Listing.
* begin *
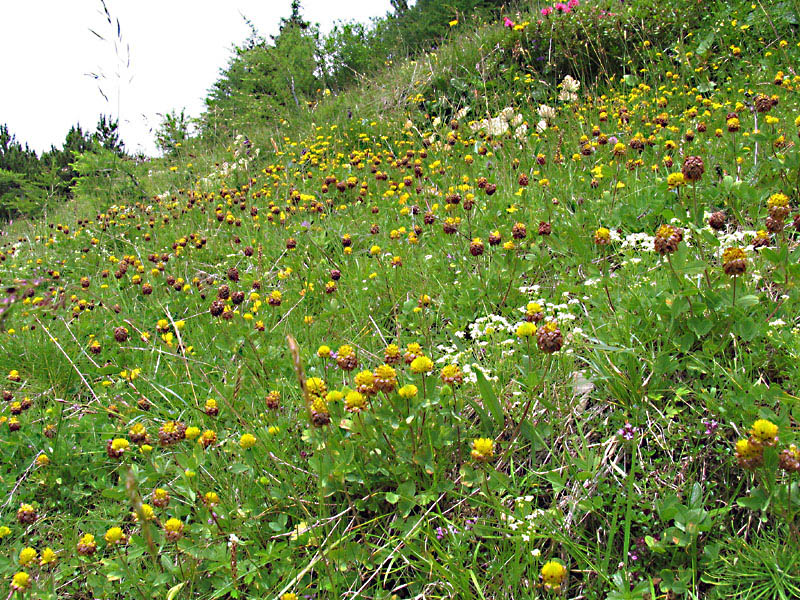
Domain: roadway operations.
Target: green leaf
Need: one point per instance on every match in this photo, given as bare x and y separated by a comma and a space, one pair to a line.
490, 400
173, 591
745, 328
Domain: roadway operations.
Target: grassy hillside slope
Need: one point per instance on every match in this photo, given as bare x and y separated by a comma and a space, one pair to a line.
487, 326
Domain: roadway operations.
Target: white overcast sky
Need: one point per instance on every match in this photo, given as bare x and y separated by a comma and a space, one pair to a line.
176, 50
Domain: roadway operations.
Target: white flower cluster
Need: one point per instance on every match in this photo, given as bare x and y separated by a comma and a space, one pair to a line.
497, 126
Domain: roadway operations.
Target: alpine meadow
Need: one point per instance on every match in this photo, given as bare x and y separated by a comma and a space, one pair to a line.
476, 300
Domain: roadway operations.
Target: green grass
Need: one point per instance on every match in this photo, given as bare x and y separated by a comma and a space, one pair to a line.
601, 457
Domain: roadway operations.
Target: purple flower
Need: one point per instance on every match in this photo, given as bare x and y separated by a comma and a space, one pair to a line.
627, 431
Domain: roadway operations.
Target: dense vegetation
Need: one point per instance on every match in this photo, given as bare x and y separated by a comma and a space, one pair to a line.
515, 317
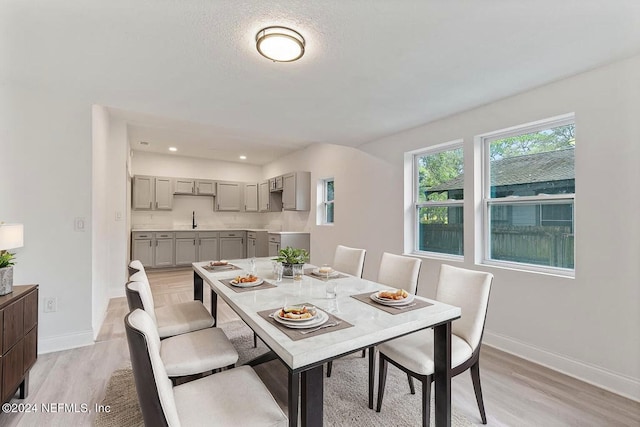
* end *
Instructions for the task. Copy the lines above word for word, leaving out the pictures.

Written answer.
Domain: roadway operations.
Target: green leaf
Need: one point per instance on every match in this photo, given as bare x and y separated by a comma and a space, one pair to a line.
490, 400
173, 591
745, 328
Domain: roadway operations.
Target: grassy hillside slope
Need: one point per instance on every match in this photo, given as bare x and y separated by a comma and a space, one pair to a line.
487, 326
Domain: roadway operations.
Target: white overcast sky
Need: one point per instance on every match in this photo, given as bare x and y separated by a comma and a space, one pair to a line.
176, 50
Domain: roadway operations.
Target: white flower cluster
Need: one point per instance on every match in this photo, given as bare x and y separated by a comma and a space, one pair to a line.
497, 126
Domain: roadway operations.
Target: alpine meadow
Need: one point per instance on every match in this photo, given as bare x and y separated by a comma and a space, one pair to a line.
476, 300
Domain: roadway operations.
Target: green grass
Need: one point per instance on every match in this photo, given as bare x and y separated by a comma and a space, one pair to a line.
601, 457
Domain: roadway operations.
Target: purple flower
Need: one point per instance on every match in this photo, given as bare x and y separated by a comma and a space, one pair to a line.
627, 431
Domain: roadway operations.
Target: dense vegetation
Need: one point per instance on every match in this photo, given as bare x and y separated by a comma and a space, one pair to a line.
515, 317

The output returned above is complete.